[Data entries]
───

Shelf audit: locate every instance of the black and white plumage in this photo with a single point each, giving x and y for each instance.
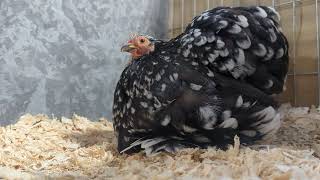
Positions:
(243, 42)
(202, 88)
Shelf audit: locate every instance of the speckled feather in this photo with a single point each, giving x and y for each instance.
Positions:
(170, 98)
(243, 42)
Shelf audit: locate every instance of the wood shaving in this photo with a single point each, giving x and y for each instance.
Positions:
(39, 147)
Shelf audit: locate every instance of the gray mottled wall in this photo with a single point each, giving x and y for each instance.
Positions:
(63, 56)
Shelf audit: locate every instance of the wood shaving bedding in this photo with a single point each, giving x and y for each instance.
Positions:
(38, 147)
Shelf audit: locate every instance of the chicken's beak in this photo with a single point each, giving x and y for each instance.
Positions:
(128, 48)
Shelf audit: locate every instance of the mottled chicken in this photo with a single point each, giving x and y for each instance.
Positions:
(205, 86)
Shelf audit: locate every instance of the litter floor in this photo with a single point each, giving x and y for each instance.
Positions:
(39, 147)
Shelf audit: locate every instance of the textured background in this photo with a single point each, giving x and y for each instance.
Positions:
(63, 56)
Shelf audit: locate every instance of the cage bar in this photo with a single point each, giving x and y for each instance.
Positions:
(294, 51)
(318, 50)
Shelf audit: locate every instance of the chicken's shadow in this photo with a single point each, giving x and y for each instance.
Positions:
(90, 137)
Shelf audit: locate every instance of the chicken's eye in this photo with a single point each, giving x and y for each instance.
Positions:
(142, 40)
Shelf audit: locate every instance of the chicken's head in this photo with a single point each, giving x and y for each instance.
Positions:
(139, 45)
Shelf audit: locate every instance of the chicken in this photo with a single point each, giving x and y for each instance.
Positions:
(187, 92)
(245, 43)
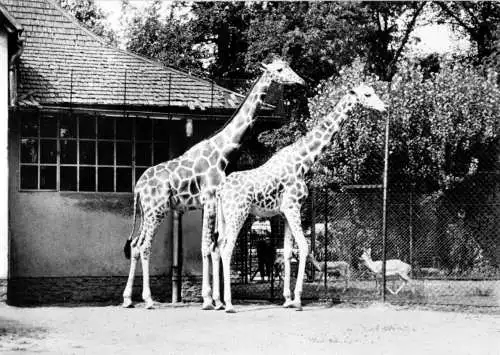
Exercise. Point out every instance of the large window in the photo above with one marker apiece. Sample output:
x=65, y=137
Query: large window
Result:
x=62, y=152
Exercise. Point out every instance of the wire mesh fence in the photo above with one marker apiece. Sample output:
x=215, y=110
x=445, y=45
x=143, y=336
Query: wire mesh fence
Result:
x=440, y=248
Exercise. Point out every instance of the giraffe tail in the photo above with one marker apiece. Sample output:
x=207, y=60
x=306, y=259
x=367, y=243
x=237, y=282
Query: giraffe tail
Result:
x=127, y=249
x=219, y=222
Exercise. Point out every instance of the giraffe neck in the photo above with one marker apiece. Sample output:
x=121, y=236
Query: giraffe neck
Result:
x=309, y=147
x=230, y=136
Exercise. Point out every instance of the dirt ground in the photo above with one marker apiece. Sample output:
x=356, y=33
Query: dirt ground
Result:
x=254, y=329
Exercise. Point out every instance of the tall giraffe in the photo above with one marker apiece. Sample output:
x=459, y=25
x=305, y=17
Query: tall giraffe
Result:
x=278, y=187
x=189, y=182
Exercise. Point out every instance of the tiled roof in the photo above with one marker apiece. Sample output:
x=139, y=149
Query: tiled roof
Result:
x=61, y=56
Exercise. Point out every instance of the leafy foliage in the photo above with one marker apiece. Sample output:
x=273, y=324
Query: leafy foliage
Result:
x=90, y=15
x=169, y=39
x=478, y=19
x=440, y=127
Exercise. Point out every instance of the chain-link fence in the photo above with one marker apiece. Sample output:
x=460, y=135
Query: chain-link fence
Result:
x=440, y=248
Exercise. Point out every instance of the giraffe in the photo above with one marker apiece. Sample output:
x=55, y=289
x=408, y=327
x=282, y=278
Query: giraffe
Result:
x=189, y=182
x=278, y=187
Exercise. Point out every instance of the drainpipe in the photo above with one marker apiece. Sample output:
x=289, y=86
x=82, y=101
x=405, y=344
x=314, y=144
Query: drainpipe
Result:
x=13, y=58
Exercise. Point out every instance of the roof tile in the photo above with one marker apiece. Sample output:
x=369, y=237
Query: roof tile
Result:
x=59, y=54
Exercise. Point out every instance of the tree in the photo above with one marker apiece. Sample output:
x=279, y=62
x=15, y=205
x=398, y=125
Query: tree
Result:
x=387, y=40
x=91, y=16
x=445, y=141
x=222, y=26
x=479, y=20
x=169, y=40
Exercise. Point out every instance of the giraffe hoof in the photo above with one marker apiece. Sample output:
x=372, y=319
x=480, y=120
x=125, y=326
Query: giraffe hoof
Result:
x=207, y=307
x=219, y=306
x=127, y=303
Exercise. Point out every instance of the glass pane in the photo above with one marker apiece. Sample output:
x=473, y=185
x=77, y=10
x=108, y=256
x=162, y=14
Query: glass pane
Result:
x=87, y=179
x=161, y=130
x=68, y=152
x=161, y=152
x=106, y=153
x=48, y=177
x=29, y=150
x=123, y=153
x=29, y=177
x=124, y=128
x=29, y=125
x=143, y=129
x=87, y=152
x=67, y=127
x=143, y=154
x=123, y=179
x=138, y=173
x=48, y=151
x=68, y=178
x=87, y=127
x=48, y=126
x=106, y=179
x=105, y=128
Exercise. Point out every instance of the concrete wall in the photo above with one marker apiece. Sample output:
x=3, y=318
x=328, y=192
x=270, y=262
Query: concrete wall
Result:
x=61, y=238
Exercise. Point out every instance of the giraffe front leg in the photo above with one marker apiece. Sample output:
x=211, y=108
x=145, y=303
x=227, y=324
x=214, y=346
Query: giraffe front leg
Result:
x=216, y=279
x=206, y=291
x=127, y=293
x=145, y=256
x=293, y=219
x=287, y=255
x=206, y=241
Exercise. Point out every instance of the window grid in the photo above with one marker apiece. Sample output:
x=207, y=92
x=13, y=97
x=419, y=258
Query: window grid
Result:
x=78, y=120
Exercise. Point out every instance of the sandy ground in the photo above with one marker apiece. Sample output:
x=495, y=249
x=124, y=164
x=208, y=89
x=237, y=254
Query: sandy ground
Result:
x=254, y=329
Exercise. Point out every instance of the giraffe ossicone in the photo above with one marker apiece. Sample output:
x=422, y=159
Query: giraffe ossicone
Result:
x=278, y=187
x=189, y=182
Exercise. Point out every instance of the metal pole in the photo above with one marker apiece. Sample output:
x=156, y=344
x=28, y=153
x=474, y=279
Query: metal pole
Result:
x=411, y=230
x=313, y=228
x=272, y=265
x=326, y=240
x=384, y=204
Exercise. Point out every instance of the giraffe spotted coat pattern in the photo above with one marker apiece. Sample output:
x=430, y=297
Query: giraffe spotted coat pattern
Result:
x=278, y=187
x=190, y=181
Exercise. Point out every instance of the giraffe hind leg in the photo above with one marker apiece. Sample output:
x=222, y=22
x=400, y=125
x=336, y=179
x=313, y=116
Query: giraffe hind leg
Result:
x=127, y=293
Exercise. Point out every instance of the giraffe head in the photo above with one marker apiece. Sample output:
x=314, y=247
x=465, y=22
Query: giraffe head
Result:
x=281, y=73
x=366, y=96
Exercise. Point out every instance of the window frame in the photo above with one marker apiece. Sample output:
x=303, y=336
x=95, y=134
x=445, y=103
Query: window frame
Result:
x=136, y=170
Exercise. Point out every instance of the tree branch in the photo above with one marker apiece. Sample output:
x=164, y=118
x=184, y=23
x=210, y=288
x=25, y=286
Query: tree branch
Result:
x=458, y=20
x=409, y=29
x=467, y=8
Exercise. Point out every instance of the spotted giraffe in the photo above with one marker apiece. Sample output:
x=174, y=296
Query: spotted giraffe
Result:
x=278, y=187
x=189, y=182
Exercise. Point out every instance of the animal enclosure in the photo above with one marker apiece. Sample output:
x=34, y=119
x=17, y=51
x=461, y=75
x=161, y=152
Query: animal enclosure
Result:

───

Exercise instructions:
Each line from the one containing "Exercise. Point out every instance of the giraffe hind" to the end of the listing above should be copied exactly, and nothing else.

Result for this exercise:
Exercise. Point out every instance of the giraffe hind leg in the photo above with one marker apiece. Sample output:
x=222, y=22
x=400, y=125
x=336, y=179
x=313, y=116
Query: giraffe hind leg
Result:
x=127, y=293
Exercise. Point out every instance of the giraffe head in the photo above with one marker apiece. Sample output:
x=314, y=247
x=465, y=22
Query: giraffe head
Result:
x=281, y=73
x=366, y=96
Exercise. Point out every instance of the window frame in the photo above with one marker apiece. Sample output:
x=303, y=336
x=95, y=134
x=445, y=103
Query: window frame
Result:
x=136, y=170
Exercise. Point out every instance of the tree branch in the photo above with one marker apiece. Sample output:
x=164, y=118
x=184, y=23
x=210, y=288
x=25, y=286
Query: tree branch
Result:
x=458, y=20
x=409, y=29
x=467, y=8
Exercise. Point out every instance of the spotted giraffe in the photo above with one marker apiece. Sample output:
x=174, y=296
Query: spotted giraffe
Result:
x=278, y=187
x=189, y=182
Exercise. Point out every instance of the animal enclosure in the photo above with one marker apiece. Sample output:
x=34, y=119
x=17, y=51
x=461, y=75
x=161, y=152
Query: animal enclosure
Result:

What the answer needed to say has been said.